Text under study =>
───

Fossil Pollen Reveals the African Origins of Asia’s Tropical Forests

Dipterocarps dominate Borneo’s famous rainforests. Trees from this family are the archetypal rainforest tree: Wide buttress roots anchor them to the earth, while their smooth, straight trunks soar skyward before branching into a high crown. 

There are more than 500 species in the dipterocarp family, filling forests in Africa, Madagascar, South America, India, and Southeast Asia. They’re some of the world’s tallest trees, sometimes exceeding 100 meters (328 feet) in height, and they’re also one of the rainforest trees most valued by commercial loggers.

But while they’re synonymous with Southeast Asia today, dipterocarps didn’t originate here. New research from Indian scientists has uncovered that the dipterocarp family evolved in Africa and migrated to Southeast Asia via the Indian subcontinent, surviving asteroid impacts and volcanic eruptions along the way. 

Even though dipterocarps dominate Southeast Asian forests, paleobotanists — scientists who study ancient plants — knew little about where the family evolved and their historic distributions. 

 “It’s hard to find fossils of leaves, wood, or flowers — what we would call macrofossils — for tropical ecosystems because they don’t preserve very well,” explains Shivaprakash Nagaraju, a scientist with The Nature Conservancy in India and author on the paper. 

To understand the evolutionary history of dipterocarps, scientists had to turn to a less obvious type of fossil: microscopic fossilized pollen.

───

Data under study =>
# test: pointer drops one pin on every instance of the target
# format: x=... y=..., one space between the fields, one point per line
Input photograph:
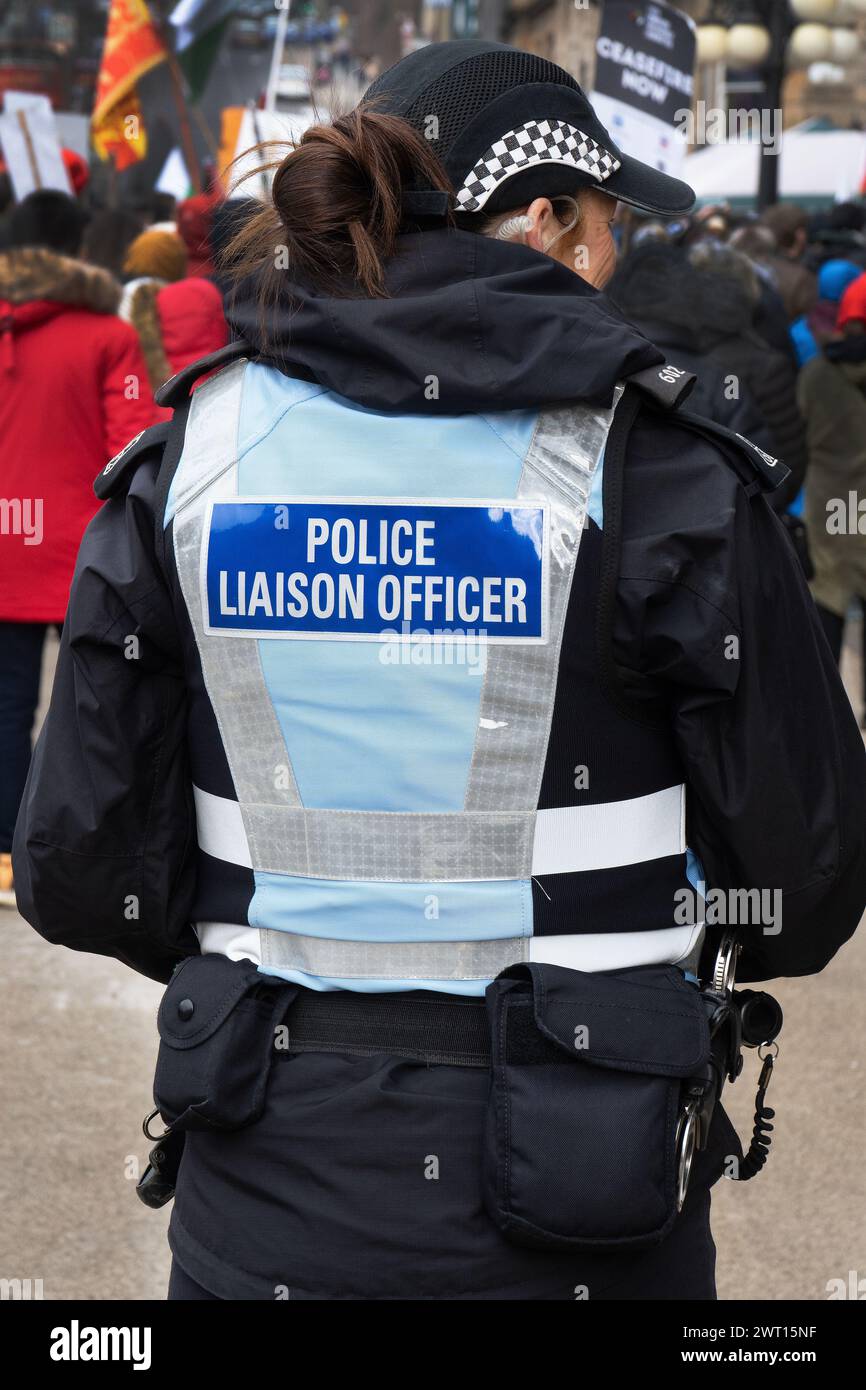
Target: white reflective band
x=567 y=838
x=231 y=940
x=573 y=838
x=448 y=959
x=616 y=950
x=221 y=831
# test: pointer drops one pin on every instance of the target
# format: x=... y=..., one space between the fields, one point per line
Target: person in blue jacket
x=813 y=330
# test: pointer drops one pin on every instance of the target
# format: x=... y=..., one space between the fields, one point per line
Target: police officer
x=434 y=651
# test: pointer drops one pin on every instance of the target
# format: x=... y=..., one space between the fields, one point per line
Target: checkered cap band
x=537 y=142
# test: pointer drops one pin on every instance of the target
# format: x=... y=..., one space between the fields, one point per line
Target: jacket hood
x=29 y=275
x=469 y=324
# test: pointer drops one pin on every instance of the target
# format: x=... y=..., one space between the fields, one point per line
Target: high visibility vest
x=407 y=772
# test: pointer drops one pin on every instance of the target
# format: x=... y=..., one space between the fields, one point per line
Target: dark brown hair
x=335 y=206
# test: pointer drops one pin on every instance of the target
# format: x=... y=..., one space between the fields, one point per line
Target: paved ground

───

Activity => According to the fossil pollen article, by way of which region did the dipterocarp family travel from Africa to Southeast Asia?

Response to this task => The Indian subcontinent.